◆ Yönerge 1
Almanya'nın Ukrayna krizine yaklaşımını konu alan metne göre aşağıdaki soruları yanıtlayınız:
(a) Ukrayna'nın doğusunda başlayan Donbass Savaşı kaç yılı devirmiştir?
(b) Avrupa Birliği'nin II. Dünya Harbi'nden bugüne dış politikası ve güvenliğini tesis etmek için çalışmasının temel sebebi nedir?
(c) Almanya, Birlik bünyesinde hangi statüde bulunmaktadır?
◆ Yönerge 2
Almanya'nın Ukrayna krizine yaklaşımını konu alan metni, son cümlesinden itibaren devam ettiriniz.

◆ Metin
----
Almanya’nın Ukrayna Krizine Karşı “Ostpolitik Siyaseti”

254

Ukrayna’nın doğusunda başlayan ve 8 yılı deviren Donbass Savaşı, Rusya ve Batı ülkelerini Soğuk Savaş’tan sonra ciddi bir şekilde karşı karşıya getiren süreçlerden biridir. Özellikle, Rusya’nın jeostratejik menfaatleri doğrultusunda Ukrayna krizine müdahil olması, Avrupa entegrasyon sürecindeki Ukrayna’nın AB taraflı siyasetine karşı en büyük engel olarak ortaya çıkmıştır. 21. yy’da tabiri caizse “Doğu-Batı Bloku” mücadelesinde teorikten pratiğe dönüşümün bir ayağını teşkil eden Ukrayna krizi, iç dinamikler açısından oldukça karmaşık bir 8 yılı geride bırakırken, dış dinamikler açısından politika aktörleri bağlamında özellikle incelenmesi gereken bir konudur. Krizin dış aktörleri kategorisine aktif bir şekilde sözlü veya yaptırımlı politikalar izleyen ülkeleri dahil etmek herhalde yanlış olmayacaktır.

Dünyadaki birçok alanda baş aktör olarak karşı karşıya gelen iki güç ABD ve Rusya’nın yanı sıra, Avrupa Birliği’nin de başlangıçtan beri aktif bir şekilde süreci takip ettiğini söylemek gerekir. Avrupa Birliği’nin özellikle, II. Dünya Harbi’nden bugüne Birliğin dış politikası ve güvenliğini tesis etmek için çalışmasının temel sebebi kuşkusuz Rusya’dır. Rusya’nın gerek konjonktürel, gerek siyasi ve gerekse askeri stratejisinin Avrupa Birliği’nin güvenliğini yıllardır tehdit ettiği görüşü herkesçe bilinen durumdur. Fakat, Avrupa Birliği politikalarının sadece ulus üstü yapının (AB kurumları) direktiflerinden ibaret olmadığını ve bunun yanında üyelerinin kendi güvenlik ve dış politikalarının olduğunu belirtmekte fayda vardır. Her ne kadar NATO aracılığıyla güvenlik konusunda konsensüs oluşmuş ise de, üye devletlerin iktisadi menfaatleri başta olmak üzere birçok parametre, Birliğin ortak güvenlik ve dış politika noktasında istikrarlı bir politikaya sahip olmasının önüne geçmektedir. Bu kapsamda, Birlik bünyesinde “endüstriyel ve ekonomik güç” statüsünde bulunan Almanya’nın dış politikasının AB’den ayrılan yönünü, Ukrayna krizi örneğiyle değerlendirmek ve tarihsel bir kavram olan “ostpolitik” yaklaşımıyla bu durumu analiz etmek araştırmanın temel amacıdır.
----
◆ Kayıt Alıntıları
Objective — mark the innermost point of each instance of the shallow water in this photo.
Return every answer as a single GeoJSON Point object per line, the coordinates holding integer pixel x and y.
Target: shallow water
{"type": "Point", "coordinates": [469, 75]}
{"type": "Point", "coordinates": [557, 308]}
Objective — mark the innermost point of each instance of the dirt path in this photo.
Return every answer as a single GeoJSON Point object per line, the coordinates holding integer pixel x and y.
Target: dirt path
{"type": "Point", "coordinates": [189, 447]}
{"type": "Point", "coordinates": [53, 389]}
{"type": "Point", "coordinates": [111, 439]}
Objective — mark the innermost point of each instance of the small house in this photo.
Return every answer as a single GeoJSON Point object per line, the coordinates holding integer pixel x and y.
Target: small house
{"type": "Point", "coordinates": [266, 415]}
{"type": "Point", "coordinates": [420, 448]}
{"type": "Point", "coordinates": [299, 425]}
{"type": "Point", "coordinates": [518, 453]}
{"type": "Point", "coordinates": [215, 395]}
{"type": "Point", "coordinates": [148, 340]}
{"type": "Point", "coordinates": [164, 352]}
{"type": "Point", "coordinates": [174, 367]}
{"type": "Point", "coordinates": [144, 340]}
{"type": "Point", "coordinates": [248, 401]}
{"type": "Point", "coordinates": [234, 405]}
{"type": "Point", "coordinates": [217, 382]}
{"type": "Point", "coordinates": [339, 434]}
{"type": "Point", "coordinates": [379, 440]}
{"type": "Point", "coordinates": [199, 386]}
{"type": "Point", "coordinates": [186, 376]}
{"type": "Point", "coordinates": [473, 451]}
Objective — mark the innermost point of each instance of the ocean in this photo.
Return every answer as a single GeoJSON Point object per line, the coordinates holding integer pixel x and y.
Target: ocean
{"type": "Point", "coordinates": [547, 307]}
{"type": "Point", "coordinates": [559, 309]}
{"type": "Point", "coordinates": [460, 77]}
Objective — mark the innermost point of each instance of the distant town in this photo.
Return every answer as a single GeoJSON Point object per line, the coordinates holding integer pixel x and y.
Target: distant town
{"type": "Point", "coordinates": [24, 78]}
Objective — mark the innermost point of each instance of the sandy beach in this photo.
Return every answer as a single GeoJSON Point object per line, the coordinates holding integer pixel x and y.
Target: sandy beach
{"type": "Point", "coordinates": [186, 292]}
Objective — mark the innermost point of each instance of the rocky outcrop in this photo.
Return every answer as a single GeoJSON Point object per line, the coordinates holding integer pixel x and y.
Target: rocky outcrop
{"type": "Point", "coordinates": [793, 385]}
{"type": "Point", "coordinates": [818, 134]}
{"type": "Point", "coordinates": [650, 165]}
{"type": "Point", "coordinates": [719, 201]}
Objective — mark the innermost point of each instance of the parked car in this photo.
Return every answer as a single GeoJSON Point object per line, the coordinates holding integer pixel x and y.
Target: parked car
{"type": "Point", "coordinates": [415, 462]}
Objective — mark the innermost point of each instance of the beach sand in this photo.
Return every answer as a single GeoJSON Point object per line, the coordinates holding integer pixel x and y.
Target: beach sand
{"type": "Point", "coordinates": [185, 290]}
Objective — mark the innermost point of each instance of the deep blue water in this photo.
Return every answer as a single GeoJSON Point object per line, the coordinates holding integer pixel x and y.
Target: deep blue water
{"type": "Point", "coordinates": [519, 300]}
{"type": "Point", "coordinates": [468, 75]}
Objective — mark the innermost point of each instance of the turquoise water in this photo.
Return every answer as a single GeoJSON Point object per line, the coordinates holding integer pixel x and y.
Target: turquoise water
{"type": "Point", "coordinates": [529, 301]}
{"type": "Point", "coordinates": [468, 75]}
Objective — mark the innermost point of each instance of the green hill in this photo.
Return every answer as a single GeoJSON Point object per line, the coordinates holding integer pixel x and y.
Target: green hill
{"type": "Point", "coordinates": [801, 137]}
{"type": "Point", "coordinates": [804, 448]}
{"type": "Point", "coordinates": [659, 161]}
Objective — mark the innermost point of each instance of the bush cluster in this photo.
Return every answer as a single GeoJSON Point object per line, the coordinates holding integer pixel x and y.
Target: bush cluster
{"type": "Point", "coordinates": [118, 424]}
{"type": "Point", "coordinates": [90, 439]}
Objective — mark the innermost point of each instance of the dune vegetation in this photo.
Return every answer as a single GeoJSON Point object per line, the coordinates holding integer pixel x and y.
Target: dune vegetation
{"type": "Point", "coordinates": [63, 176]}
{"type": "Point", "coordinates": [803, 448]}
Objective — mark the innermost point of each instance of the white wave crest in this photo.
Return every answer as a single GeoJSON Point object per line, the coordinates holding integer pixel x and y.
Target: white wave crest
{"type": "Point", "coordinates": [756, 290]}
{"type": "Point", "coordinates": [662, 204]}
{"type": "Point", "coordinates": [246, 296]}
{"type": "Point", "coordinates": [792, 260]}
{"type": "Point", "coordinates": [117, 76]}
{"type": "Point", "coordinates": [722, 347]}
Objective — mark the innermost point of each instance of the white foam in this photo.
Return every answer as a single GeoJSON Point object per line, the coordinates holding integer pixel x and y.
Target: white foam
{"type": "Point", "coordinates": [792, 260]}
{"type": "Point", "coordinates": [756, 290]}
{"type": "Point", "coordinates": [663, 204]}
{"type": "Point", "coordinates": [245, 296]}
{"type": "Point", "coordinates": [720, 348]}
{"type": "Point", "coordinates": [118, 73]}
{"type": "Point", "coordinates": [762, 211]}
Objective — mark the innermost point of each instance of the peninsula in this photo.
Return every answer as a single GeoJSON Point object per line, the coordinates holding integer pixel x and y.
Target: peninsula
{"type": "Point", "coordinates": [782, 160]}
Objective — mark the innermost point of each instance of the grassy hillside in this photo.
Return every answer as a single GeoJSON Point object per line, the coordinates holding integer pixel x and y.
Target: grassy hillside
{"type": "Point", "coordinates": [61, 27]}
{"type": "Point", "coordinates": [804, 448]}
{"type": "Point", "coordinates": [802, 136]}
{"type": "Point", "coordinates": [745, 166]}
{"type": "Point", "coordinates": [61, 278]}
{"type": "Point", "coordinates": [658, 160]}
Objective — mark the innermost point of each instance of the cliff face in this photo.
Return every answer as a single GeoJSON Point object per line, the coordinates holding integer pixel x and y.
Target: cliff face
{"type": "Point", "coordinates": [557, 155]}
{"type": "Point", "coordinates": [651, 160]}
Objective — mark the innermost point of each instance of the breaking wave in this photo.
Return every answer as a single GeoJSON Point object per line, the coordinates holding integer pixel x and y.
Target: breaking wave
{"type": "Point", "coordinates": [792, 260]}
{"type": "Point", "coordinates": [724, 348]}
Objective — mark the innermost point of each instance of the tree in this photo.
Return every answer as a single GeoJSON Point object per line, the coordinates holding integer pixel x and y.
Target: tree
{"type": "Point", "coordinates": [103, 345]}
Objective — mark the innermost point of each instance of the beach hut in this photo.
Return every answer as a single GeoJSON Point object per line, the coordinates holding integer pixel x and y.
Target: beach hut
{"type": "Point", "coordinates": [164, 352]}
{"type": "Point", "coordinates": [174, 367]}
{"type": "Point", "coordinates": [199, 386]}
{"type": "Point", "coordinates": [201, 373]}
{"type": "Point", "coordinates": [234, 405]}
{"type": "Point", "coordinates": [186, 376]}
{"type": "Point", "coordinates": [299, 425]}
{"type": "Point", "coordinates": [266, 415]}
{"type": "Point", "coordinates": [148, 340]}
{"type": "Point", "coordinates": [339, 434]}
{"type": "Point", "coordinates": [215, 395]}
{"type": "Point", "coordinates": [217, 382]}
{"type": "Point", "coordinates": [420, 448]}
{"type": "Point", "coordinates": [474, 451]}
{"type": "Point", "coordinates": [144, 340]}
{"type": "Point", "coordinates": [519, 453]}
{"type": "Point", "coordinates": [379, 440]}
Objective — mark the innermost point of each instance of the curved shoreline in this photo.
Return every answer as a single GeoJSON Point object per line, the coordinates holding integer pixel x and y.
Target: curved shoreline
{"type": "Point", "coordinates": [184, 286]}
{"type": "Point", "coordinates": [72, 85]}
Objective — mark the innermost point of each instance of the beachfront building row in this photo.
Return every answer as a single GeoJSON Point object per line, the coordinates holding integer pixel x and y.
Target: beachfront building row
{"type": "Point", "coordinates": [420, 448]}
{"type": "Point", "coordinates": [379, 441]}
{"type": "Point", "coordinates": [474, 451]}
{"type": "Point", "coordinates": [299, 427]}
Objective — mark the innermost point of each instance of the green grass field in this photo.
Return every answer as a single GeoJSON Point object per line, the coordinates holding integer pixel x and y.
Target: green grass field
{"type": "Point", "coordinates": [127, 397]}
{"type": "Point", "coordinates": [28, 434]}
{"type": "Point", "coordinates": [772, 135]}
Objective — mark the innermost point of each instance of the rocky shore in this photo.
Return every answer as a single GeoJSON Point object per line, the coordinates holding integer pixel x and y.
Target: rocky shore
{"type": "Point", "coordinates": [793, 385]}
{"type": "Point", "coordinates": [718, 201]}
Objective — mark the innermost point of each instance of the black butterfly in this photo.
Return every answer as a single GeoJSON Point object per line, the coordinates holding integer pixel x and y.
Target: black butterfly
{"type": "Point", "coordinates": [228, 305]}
----
◆ Yazılı Yanıt 1
(a) Donbass Savaşı 8 yılı devirmiştir.
(b) Temel sebep Rusya'dır.
(c) Almanya, Birlik bünyesinde "endüstriyel ve ekonomik güç" statüsündedir.

◆ Yazılı Yanıt 2
Ostpolitik Nedir ?

Tarihsel bir siyasi terim olan ostpolitik, Almanca “doğu” anlamına gelen “ost” ile “politik” kelimelerinin bir araya gelmesiyle oluşarak, “Doğu Politikası” anlamına gelmektedir. Soğuk Savaş sürecinde, dönemin Federal Almanya şansölyesi Willy Brandt’ın ismiyle özdeşleşen bu terim Batı-Doğu ilişkilerinde yumuşamayı ifade etmektedir. Esasen bu yaklaşım, 1963 yılında Alman eski Özel İşler Bakanı Egon Bahr’ın “yakınlaşma yoluyla değişim” tabirinden hareketle ortaya çıkmıştır (Definitions, 2022).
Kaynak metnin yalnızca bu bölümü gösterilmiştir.